╭──

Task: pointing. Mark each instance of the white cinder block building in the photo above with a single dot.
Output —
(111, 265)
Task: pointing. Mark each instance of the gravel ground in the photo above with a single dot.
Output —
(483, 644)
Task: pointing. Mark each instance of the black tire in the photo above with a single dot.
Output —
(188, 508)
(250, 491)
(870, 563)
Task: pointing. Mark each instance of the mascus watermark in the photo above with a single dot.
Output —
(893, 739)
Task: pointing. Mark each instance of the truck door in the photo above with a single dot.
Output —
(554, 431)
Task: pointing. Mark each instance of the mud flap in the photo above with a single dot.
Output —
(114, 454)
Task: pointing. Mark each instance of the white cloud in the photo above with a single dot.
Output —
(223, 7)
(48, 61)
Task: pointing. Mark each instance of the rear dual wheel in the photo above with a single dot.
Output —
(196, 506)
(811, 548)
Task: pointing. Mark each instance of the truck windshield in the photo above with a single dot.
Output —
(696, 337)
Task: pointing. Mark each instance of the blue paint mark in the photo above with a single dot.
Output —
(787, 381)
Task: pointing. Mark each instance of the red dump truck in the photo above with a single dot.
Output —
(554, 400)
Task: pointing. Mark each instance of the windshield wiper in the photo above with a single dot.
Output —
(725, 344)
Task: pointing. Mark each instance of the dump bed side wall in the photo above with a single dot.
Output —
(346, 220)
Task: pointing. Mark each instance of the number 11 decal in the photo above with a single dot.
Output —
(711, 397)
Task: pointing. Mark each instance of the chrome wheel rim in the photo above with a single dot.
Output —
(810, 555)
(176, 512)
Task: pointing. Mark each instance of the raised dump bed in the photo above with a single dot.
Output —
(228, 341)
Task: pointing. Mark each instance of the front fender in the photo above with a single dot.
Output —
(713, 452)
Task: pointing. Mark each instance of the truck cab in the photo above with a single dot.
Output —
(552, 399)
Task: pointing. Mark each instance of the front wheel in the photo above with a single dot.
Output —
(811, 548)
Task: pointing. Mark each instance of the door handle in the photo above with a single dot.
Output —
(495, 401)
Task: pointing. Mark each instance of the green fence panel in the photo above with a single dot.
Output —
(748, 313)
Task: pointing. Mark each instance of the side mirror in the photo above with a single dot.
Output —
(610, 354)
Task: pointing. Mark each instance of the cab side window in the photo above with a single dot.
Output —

╰──

Copy every line from the one containing "Task: pointing. Mark each instance of the door" through the end of the rows, requests included, and shift each coordinate in the answers by -56.

- [Exercise output]:
Task: pointing. Mark each instance of the door handle in the photo above with a single dot.
Output —
(439, 345)
Task: pointing. Mark each instance of the green fence panel in the photo above with a single dot.
Output —
(692, 257)
Task: pointing. Mark each instance of the side mirror in the photo above with a single dot.
Output —
(554, 298)
Task: pointing. Mark each instance of the cab side window in the photo above with a single dot.
Output —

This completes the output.